--- START Data for this task ---

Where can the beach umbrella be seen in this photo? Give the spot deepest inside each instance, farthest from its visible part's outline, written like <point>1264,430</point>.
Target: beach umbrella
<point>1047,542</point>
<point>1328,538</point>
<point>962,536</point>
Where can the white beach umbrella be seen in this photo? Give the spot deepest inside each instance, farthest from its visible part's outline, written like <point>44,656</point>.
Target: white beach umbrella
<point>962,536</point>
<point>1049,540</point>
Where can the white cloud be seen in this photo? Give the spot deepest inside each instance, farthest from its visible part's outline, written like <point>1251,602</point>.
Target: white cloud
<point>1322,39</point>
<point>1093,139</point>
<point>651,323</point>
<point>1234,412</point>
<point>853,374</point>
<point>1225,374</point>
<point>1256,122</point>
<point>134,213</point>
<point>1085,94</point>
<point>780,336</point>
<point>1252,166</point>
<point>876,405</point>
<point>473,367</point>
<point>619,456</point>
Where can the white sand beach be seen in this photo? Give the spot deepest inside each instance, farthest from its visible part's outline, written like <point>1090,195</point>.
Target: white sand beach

--- END Data for this task ---

_Description of the task_.
Rewrite every one of the records above as a JSON list of strings, with one string for each line and no blank lines.

_Written response_.
[
  "Where can the beach umbrella be seen in this photo? Give the spot deepest inside each instance, farthest from its visible part's outline, written like <point>1264,430</point>.",
  "Target: beach umbrella",
  "<point>1047,542</point>",
  "<point>1328,538</point>",
  "<point>962,536</point>",
  "Where can the white beach umbrella be seen in this photo? Give the spot deepest inside each instance, farthest from its visible part's outline, written like <point>44,656</point>.",
  "Target: white beach umbrella",
  "<point>962,536</point>",
  "<point>1049,540</point>",
  "Where can the white cloud be seen in this photo? Give the spot deepest inside each instance, farthest from its visible part's outline, written like <point>1251,602</point>.",
  "Target: white cloud",
  "<point>1322,39</point>",
  "<point>1093,139</point>",
  "<point>651,323</point>",
  "<point>1234,412</point>",
  "<point>853,374</point>",
  "<point>1225,374</point>",
  "<point>1256,122</point>",
  "<point>134,213</point>",
  "<point>1085,94</point>",
  "<point>780,336</point>",
  "<point>1252,166</point>",
  "<point>876,405</point>",
  "<point>473,367</point>",
  "<point>619,456</point>",
  "Where can the white sand beach be seen in this photo? Give the spot deepest inside each instance, farthest from its visible part's outline, written like <point>1090,195</point>.",
  "Target: white sand beach"
]